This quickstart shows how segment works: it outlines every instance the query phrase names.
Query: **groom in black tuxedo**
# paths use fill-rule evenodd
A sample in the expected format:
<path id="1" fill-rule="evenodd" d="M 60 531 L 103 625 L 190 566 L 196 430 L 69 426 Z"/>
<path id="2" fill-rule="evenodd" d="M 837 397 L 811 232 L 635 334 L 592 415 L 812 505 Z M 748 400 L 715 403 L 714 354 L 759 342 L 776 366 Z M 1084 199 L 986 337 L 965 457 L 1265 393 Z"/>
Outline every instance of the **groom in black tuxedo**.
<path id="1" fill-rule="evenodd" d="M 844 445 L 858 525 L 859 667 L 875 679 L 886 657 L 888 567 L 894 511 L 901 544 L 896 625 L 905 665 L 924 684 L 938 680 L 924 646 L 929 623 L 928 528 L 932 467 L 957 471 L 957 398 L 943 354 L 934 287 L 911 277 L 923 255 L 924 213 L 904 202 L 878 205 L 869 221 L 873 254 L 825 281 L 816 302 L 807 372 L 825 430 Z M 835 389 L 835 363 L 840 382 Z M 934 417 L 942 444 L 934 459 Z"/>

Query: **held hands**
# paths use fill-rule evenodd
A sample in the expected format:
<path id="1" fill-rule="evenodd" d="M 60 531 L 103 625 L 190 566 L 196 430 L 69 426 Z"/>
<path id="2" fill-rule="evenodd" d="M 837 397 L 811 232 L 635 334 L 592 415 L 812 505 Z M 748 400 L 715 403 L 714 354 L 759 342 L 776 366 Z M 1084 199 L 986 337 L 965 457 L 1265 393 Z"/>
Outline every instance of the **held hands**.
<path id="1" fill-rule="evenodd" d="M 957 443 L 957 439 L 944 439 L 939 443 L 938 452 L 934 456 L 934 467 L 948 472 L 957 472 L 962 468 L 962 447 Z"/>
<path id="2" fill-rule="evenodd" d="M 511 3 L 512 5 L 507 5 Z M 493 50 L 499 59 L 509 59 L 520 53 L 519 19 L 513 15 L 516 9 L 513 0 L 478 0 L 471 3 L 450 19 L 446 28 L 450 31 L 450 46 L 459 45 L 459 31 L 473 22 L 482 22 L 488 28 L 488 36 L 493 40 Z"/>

- **STATED EXERCISE**: Copy the records verbatim, from the line containing "Query: **held hands**" through the final line of the records, with both ends included.

- **ANSWER TO THE TASK**:
Query: **held hands**
# paths use fill-rule evenodd
A sample in the expected format:
<path id="1" fill-rule="evenodd" d="M 60 531 L 103 625 L 190 566 L 196 430 L 69 426 Z"/>
<path id="2" fill-rule="evenodd" d="M 837 397 L 811 232 L 635 334 L 592 415 L 812 505 Z M 748 400 L 715 403 L 714 354 L 759 342 L 776 366 Z M 1084 199 L 986 337 L 965 457 L 1265 393 Z"/>
Outline every instance of the **held hands**.
<path id="1" fill-rule="evenodd" d="M 957 443 L 957 439 L 944 439 L 939 443 L 938 452 L 934 456 L 934 467 L 948 472 L 957 472 L 962 468 L 962 447 Z"/>
<path id="2" fill-rule="evenodd" d="M 511 3 L 512 5 L 507 5 Z M 493 50 L 499 59 L 509 59 L 520 53 L 519 19 L 513 15 L 516 9 L 513 0 L 478 0 L 471 3 L 450 19 L 446 28 L 450 31 L 450 46 L 459 45 L 459 31 L 473 22 L 482 22 L 488 28 L 488 36 L 493 40 Z"/>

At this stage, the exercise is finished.